The U.S. Fish & Wildlife Service (Service) is seeking public comment on a federal appeals court ruling that may impact the agency’s final rule delisting grizzly bears in the Greater Yellowstone Ecosystem. The deadline for comments is January 8, 2018.

Grizzly Impact
In 1975, the Service listed the grizzly bear under the Endangered Species Act as threatened in the lower 48 United States, and on June 30, 2017, the Service published a final rule designating the GYE population of grizzly bears as a Distinct Population Segment (DPS), finding that the DPS was recovered, and removing that DPS from the Federal List of Endangered and Threatened Wildlife. The final rule became effective on July 31, 2017, and remains in effect. Grizzly bears in the remaining area of the lower 48 States remain listed as threatened under the ESA as amended. The status of any grizzly bear population may be changed only through formal rule making.

On August 1, 2017, the Court of Appeals for the District of Columbia Circuit issued a ruling, Humane Society of the United States, et al. v. Zinke et al., that affirmed the prior judgement of the district court vacating the 2011 delisting rule for wolves in the Western Great Lakes (WGL). The 2011 rule designated the gray wolf population in Minnesota, Wisconsin, and Michigan, as well as portions of six surrounding States, as the WGL DPS, determined that the WGL DPS was recovered, and delisted the WGL as a DPS.

This court opinion may impact the GYE final rule, which also designated a portion of an already-listed entity as a DPS and then revised the listed entity by removing the DPS due to recovery. Therefore, we are reviewing the potential implications for the GYE final rule in light of the Humane Society ruling.

According to the notice seeking comment, FWS is "interested in public input on whether the Humane Society opinion affects the GYE grizzly bear final rule and what, if any, further evaluation the Service should consider regarding the remaining grizzly bear populations and lost historical range in light of the Service's decision regarding the GYE grizzly bear." The federal agency is clear that it is interested only in comments pertaining to the impact of the wolf ruling on GYE grizzly bear delisting.

EXERCISES TO COMPLETE:
A) Answer each question using the grizzly delisting article:
(i) In what year did the Service first list the grizzly bear as threatened in the lower 48 United States?
(ii) Which court issued the ruling on August 1, 2017?
(iii) What is the deadline for public comments?
B) Say whether each statement agrees with the grizzly delisting article, and quote the words that decide it.
(i) The final rule for the GYE grizzly bears took effect on July 31, 2017.
(ii) Grizzly bears outside the GYE in the lower 48 States are no longer listed under the ESA.
(iii) The 2011 Western Great Lakes rule covered wolves only in Minnesota, Wisconsin, and Michigan.
The listing that comes next is from a separate source and has no connection to the grizzly delisting article.

DATA RECORDS:
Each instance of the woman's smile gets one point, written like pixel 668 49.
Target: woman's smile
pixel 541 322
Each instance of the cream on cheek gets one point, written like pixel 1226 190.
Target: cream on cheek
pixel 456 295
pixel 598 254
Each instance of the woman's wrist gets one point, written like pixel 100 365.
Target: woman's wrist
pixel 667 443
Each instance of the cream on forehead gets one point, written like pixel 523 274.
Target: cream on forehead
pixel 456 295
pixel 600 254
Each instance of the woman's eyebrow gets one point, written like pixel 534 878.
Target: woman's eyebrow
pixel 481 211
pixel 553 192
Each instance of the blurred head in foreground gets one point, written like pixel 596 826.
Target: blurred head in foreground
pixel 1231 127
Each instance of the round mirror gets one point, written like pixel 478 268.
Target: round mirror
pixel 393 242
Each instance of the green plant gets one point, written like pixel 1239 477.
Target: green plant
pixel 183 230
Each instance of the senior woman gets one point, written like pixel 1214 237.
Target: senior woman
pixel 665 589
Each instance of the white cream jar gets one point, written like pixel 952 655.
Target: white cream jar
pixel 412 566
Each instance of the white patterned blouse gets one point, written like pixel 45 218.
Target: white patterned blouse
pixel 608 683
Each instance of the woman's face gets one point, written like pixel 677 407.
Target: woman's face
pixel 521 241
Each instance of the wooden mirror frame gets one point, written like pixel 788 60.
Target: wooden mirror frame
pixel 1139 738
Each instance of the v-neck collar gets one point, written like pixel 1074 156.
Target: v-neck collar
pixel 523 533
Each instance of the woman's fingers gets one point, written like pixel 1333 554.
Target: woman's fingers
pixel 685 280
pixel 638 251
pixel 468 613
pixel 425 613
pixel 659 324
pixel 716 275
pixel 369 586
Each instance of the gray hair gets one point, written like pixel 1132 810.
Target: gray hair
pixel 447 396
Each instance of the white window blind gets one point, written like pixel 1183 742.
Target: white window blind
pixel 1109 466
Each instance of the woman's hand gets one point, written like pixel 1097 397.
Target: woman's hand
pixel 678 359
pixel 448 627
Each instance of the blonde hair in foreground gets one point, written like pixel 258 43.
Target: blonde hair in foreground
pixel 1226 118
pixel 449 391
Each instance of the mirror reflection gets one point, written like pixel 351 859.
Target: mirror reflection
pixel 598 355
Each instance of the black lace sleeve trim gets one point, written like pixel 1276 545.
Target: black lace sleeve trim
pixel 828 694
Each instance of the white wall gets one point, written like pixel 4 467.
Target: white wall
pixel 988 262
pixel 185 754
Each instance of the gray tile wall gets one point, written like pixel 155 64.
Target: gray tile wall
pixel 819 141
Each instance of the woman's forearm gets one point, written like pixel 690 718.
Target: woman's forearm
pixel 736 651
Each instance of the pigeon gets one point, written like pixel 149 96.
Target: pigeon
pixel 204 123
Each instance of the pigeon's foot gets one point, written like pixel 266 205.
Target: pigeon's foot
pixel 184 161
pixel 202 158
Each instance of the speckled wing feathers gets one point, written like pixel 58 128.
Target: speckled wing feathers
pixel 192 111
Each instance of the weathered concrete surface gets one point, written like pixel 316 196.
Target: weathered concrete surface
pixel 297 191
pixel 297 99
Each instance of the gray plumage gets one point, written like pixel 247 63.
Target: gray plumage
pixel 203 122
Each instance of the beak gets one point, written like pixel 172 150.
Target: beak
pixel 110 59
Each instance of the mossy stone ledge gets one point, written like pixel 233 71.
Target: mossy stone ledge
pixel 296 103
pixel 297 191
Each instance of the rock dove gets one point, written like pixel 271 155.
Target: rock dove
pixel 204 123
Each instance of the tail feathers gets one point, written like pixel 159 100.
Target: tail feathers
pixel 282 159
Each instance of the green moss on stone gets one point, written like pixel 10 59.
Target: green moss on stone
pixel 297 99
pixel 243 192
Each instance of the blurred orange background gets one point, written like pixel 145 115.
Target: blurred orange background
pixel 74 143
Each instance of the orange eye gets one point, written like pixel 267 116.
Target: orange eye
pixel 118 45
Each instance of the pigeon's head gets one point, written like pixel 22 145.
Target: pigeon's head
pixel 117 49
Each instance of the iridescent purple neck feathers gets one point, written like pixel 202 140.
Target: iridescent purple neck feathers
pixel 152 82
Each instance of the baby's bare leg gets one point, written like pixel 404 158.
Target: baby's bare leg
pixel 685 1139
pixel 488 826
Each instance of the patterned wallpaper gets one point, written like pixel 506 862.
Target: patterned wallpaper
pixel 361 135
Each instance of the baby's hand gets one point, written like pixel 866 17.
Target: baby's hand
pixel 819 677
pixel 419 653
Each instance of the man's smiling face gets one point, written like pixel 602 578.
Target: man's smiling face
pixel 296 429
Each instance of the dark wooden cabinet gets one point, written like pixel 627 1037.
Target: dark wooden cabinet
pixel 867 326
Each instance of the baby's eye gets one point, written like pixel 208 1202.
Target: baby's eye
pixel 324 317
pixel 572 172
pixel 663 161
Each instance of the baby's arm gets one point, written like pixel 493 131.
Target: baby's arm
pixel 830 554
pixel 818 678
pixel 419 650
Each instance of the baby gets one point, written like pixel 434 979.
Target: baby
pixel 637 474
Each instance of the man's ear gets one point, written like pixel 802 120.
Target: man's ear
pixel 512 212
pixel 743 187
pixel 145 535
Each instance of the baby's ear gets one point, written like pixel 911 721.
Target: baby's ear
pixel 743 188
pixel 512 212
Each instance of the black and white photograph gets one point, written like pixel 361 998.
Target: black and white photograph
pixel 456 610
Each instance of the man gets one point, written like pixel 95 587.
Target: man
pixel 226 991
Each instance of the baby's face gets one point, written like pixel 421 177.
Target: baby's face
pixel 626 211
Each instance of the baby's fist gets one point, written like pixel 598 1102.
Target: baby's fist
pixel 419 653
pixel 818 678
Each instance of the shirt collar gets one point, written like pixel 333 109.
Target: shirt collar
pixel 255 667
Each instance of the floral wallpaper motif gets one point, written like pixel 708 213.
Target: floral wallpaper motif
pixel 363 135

EXERCISE RESPONSES:
A)
(i) 1975
(ii) The Court of Appeals for the District of Columbia Circuit
(iii) January 8, 2018

B)
(i) Yes: "The final rule became effective on July 31, 2017, and remains in effect."
(ii) No: "Grizzly bears in the remaining area of the lower 48 States remain listed as threatened under the ESA as amended."
(iii) No: "The 2011 rule designated the gray wolf population in Minnesota, Wisconsin, and Michigan, as well as portions of six surrounding States, as the WGL DPS"